Dataset rows:
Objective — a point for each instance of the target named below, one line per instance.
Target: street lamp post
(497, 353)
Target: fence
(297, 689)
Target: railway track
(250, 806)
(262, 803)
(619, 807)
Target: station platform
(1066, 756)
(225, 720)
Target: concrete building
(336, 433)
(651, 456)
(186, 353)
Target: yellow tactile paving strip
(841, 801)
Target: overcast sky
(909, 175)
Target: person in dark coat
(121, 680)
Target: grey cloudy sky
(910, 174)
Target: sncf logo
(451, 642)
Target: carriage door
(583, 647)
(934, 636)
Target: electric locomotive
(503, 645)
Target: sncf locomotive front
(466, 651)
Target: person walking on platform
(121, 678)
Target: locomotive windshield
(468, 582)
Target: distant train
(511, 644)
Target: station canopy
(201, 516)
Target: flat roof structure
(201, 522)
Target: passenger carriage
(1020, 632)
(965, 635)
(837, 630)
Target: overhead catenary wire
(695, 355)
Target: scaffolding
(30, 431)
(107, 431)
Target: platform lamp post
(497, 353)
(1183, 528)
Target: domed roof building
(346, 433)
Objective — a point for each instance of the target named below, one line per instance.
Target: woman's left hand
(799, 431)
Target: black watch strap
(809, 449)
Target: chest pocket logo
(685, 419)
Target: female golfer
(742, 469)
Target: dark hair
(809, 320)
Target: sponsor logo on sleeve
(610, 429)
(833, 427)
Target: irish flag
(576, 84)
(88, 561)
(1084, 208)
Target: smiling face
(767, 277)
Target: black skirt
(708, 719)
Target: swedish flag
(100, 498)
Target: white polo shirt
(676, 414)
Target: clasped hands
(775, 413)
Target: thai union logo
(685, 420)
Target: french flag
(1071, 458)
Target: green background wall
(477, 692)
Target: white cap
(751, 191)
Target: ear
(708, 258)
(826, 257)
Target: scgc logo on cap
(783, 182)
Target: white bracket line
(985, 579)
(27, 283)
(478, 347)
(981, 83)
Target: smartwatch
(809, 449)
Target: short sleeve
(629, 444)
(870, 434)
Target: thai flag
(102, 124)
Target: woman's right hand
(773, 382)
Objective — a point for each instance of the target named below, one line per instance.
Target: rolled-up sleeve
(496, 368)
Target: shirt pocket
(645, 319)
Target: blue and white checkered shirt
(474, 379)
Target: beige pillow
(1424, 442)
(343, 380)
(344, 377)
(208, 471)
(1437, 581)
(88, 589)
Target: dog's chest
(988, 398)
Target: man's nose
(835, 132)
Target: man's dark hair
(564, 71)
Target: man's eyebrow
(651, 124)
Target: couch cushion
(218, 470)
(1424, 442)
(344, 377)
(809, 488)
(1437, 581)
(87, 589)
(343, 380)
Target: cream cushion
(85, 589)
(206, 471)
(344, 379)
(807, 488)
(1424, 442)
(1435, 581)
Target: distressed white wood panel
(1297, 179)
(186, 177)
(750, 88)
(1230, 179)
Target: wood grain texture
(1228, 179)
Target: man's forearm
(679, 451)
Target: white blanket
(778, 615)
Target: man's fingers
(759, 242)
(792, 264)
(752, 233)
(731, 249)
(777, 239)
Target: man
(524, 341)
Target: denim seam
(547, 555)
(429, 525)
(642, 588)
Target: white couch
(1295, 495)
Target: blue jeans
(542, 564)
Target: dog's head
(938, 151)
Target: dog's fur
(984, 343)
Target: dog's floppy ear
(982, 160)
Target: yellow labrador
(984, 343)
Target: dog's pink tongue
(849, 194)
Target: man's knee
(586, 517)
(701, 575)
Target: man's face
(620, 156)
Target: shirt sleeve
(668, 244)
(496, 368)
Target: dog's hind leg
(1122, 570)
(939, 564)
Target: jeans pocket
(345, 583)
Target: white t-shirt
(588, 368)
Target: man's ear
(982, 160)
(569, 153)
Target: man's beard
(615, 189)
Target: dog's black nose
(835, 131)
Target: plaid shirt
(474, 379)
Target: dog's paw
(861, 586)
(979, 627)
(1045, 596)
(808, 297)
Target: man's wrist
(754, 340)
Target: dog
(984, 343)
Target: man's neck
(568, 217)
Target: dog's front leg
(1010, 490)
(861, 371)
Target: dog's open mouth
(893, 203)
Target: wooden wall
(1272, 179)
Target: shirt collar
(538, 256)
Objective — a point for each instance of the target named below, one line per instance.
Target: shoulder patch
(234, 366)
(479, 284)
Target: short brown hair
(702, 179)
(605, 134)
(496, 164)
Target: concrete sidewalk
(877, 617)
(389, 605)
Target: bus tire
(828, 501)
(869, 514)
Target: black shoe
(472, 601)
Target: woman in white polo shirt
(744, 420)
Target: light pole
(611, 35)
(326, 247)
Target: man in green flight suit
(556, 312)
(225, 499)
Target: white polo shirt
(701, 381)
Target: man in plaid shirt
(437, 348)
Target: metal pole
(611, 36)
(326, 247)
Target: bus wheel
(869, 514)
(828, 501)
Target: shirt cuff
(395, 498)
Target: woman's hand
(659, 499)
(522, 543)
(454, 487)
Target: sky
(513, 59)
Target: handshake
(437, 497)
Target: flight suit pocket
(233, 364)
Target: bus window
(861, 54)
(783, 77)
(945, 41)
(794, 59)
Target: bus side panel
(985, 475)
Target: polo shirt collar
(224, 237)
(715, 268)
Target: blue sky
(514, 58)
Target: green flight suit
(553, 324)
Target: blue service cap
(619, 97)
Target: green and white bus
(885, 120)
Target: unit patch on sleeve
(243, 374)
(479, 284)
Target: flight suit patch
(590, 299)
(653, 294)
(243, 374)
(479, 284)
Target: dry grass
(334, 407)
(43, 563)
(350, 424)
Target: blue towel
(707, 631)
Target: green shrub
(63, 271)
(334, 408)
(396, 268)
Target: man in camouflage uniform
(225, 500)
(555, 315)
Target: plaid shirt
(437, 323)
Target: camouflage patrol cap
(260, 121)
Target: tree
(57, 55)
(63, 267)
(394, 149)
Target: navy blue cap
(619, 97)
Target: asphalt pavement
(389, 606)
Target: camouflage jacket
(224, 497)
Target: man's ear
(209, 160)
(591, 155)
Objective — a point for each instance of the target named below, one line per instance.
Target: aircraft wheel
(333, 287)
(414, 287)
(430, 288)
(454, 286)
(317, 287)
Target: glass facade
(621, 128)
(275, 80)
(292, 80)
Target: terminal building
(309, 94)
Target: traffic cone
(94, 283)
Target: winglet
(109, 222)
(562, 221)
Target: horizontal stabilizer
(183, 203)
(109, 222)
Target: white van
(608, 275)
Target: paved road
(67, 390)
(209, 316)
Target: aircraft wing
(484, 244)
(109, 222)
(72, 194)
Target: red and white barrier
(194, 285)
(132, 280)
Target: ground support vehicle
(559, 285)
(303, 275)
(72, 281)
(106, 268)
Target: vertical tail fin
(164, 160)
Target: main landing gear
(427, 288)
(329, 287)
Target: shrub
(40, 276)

WHAT THE TASK REQUIRES: Please arrange all the entries above as a numbered list, one line per item, with any blank lines left out.

ANSWER BELOW:
1. Objective — a point for each instance of the target named below, one line per instance.
2. Target: street lamp post
3. (497, 353)
4. Target: fence
5. (297, 689)
6. Target: railway track
7. (250, 806)
8. (262, 803)
9. (619, 807)
10. Target: station platform
11. (1066, 756)
12. (225, 720)
13. Target: concrete building
14. (336, 433)
15. (651, 456)
16. (186, 353)
17. Target: yellow tactile paving strip
18. (841, 801)
19. Target: overcast sky
20. (909, 175)
21. Target: person in dark coat
22. (121, 680)
23. Target: grey cloudy sky
24. (910, 174)
25. Target: sncf logo
26. (451, 642)
27. Target: carriage door
28. (583, 647)
29. (934, 636)
30. Target: electric locomotive
31. (503, 645)
32. Target: sncf locomotive front
33. (466, 651)
34. Target: person walking on platform
35. (121, 678)
36. Target: locomotive windshield
37. (468, 582)
38. Target: distant train
39. (511, 644)
40. Target: station canopy
41. (201, 516)
42. Target: flat roof structure
43. (201, 522)
44. Target: passenger carriage
45. (1020, 632)
46. (965, 635)
47. (837, 630)
48. Target: overhead catenary wire
49. (695, 355)
50. Target: scaffolding
51. (30, 431)
52. (107, 431)
53. Target: platform lamp post
54. (497, 353)
55. (1183, 528)
56. Target: domed roof building
57. (346, 433)
58. Objective — a point for each instance of the target named below, one line per instance.
59. Target: woman's left hand
60. (799, 431)
61. Target: black watch strap
62. (809, 449)
63. Target: chest pocket logo
64. (685, 419)
65. Target: female golfer
66. (742, 469)
67. Target: dark hair
68. (809, 320)
69. Target: sponsor logo on sleeve
70. (610, 429)
71. (833, 427)
72. Target: irish flag
73. (576, 84)
74. (88, 561)
75. (1084, 208)
76. Target: smiling face
77. (767, 277)
78. Target: black skirt
79. (708, 719)
80. Target: swedish flag
81. (100, 498)
82. Target: white polo shirt
83. (676, 414)
84. Target: clasped hands
85. (775, 413)
86. Target: thai union logo
87. (685, 420)
88. Target: french flag
89. (1071, 458)
90. Target: green background wall
91. (477, 692)
92. Target: white cap
93. (751, 191)
94. Target: ear
95. (708, 258)
96. (826, 257)
97. Target: scgc logo on cap
98. (783, 182)
99. Target: white bracket line
100. (985, 579)
101. (27, 283)
102. (478, 347)
103. (981, 83)
104. Target: smartwatch
105. (809, 449)
106. Target: short sleeve
107. (629, 444)
108. (870, 434)
109. Target: thai flag
110. (102, 124)
111. Target: woman's right hand
112. (773, 382)
113. Objective — a point for each instance of the target named below, one line per instance.
114. Target: rolled-up sleeve
115. (496, 368)
116. Target: shirt pocket
117. (645, 319)
118. Target: blue and white checkered shirt
119. (474, 379)
120. Target: beige pillow
121. (1424, 442)
122. (343, 380)
123. (344, 377)
124. (208, 471)
125. (1437, 581)
126. (88, 589)
127. Target: dog's chest
128. (988, 398)
129. Target: man's nose
130. (835, 132)
131. Target: man's dark hair
132. (564, 71)
133. Target: man's eyebrow
134. (651, 124)
135. Target: couch cushion
136. (218, 470)
137. (1424, 442)
138. (344, 377)
139. (809, 488)
140. (1437, 581)
141. (87, 589)
142. (343, 380)
143. Target: cream cushion
144. (85, 589)
145. (206, 471)
146. (344, 379)
147. (807, 488)
148. (1424, 442)
149. (1435, 581)
150. Target: distressed white wood panel
151. (1297, 179)
152. (186, 177)
153. (750, 88)
154. (1230, 179)
155. Target: wood grain texture
156. (1228, 179)
157. Target: man's forearm
158. (679, 451)
159. Target: white blanket
160. (778, 615)
161. Target: man's fingers
162. (759, 242)
163. (792, 264)
164. (752, 233)
165. (731, 249)
166. (777, 239)
167. Target: man
168. (524, 341)
169. Target: denim seam
170. (547, 555)
171. (429, 525)
172. (642, 588)
173. Target: white couch
174. (1295, 495)
175. Target: blue jeans
176. (542, 564)
177. Target: dog's head
178. (938, 151)
179. Target: dog's fur
180. (984, 343)
181. Target: dog's floppy ear
182. (982, 160)
183. Target: yellow labrador
184. (984, 343)
185. Target: dog's pink tongue
186. (849, 194)
187. Target: man's knee
188. (586, 517)
189. (701, 575)
190. Target: man's face
191. (620, 156)
192. Target: shirt sleeve
193. (668, 244)
194. (496, 368)
195. Target: dog's hind leg
196. (1122, 570)
197. (939, 564)
198. Target: jeans pocket
199. (345, 583)
200. Target: white t-shirt
201. (588, 368)
202. Target: man's ear
203. (982, 160)
204. (569, 153)
205. Target: man's beard
206. (615, 189)
207. Target: dog's black nose
208. (835, 131)
209. Target: plaid shirt
210. (474, 379)
211. Target: dog's paw
212. (861, 586)
213. (979, 627)
214. (1045, 596)
215. (808, 297)
216. Target: man's wrist
217. (754, 340)
218. Target: dog
219. (984, 343)
220. Target: man's neck
221. (568, 217)
222. Target: dog's front leg
223. (1010, 490)
224. (861, 371)
225. Target: dog's open mouth
226. (893, 203)
227. Target: wooden wall
228. (1272, 179)
229. Target: shirt collar
230. (538, 256)
231. Objective — a point for each instance of the target named below, one line per instance.
232. Target: shoulder patch
233. (234, 366)
234. (479, 284)
235. Target: short brown hair
236. (702, 179)
237. (605, 134)
238. (496, 164)
239. Target: concrete sidewalk
240. (877, 617)
241. (389, 605)
242. Target: bus tire
243. (828, 501)
244. (869, 514)
245. Target: black shoe
246. (472, 601)
247. Target: woman in white polo shirt
248. (744, 420)
249. Target: light pole
250. (611, 35)
251. (326, 247)
252. Target: man in green flight suit
253. (556, 312)
254. (225, 499)
255. Target: white polo shirt
256. (701, 381)
257. Target: man in plaid shirt
258. (437, 348)
259. Target: metal pole
260. (611, 36)
261. (326, 247)
262. Target: bus wheel
263. (869, 514)
264. (828, 501)
265. Target: shirt cuff
266. (395, 498)
267. Target: woman's hand
268. (659, 499)
269. (522, 543)
270. (454, 487)
271. Target: sky
272. (513, 59)
273. Target: handshake
274. (437, 497)
275. Target: flight suit pocket
276. (233, 364)
277. Target: bus window
278. (861, 54)
279. (783, 77)
280. (945, 41)
281. (794, 59)
282. Target: bus side panel
283. (985, 475)
284. Target: polo shirt collar
285. (224, 237)
286. (715, 268)
287. Target: blue sky
288. (514, 58)
289. Target: green flight suit
290. (553, 324)
291. Target: blue service cap
292. (619, 97)
293. Target: green and white bus
294. (885, 120)
295. Target: unit patch on sleeve
296. (243, 374)
297. (479, 284)
298. Target: flight suit patch
299. (590, 299)
300. (653, 294)
301. (243, 374)
302. (479, 284)
303. Target: dry grass
304. (334, 407)
305. (43, 563)
306. (350, 424)
307. Target: blue towel
308. (707, 631)
309. Target: green shrub
310. (63, 271)
311. (334, 408)
312. (396, 268)
313. Target: man in camouflage uniform
314. (225, 500)
315. (555, 315)
316. Target: plaid shirt
317. (437, 323)
318. Target: camouflage patrol cap
319. (260, 121)
320. Target: tree
321. (57, 55)
322. (63, 267)
323. (394, 149)
324. Target: navy blue cap
325. (619, 97)
326. Target: asphalt pavement
327. (389, 606)
328. Target: camouflage jacket
329. (224, 497)
330. Target: man's ear
331. (209, 160)
332. (591, 155)
333. Objective — a point for each instance of the target named below, one line per instance.
334. Target: aircraft wheel
335. (333, 287)
336. (414, 287)
337. (430, 288)
338. (454, 286)
339. (317, 287)
340. Target: glass facade
341. (621, 128)
342. (275, 80)
343. (292, 80)
344. Target: terminal building
345. (309, 94)
346. Target: traffic cone
347. (94, 283)
348. Target: winglet
349. (109, 222)
350. (562, 221)
351. Target: horizontal stabilizer
352. (183, 203)
353. (109, 222)
354. Target: white van
355. (608, 275)
356. Target: paved road
357. (67, 390)
358. (209, 316)
359. Target: aircraft wing
360. (484, 244)
361. (109, 222)
362. (72, 194)
363. Target: red and white barrier
364. (194, 285)
365. (132, 280)
366. Target: ground support vehicle
367. (559, 285)
368. (303, 275)
369. (72, 281)
370. (106, 268)
371. Target: vertical tail fin
372. (164, 160)
373. Target: main landing gear
374. (427, 288)
375. (329, 287)
376. Target: shrub
377. (40, 276)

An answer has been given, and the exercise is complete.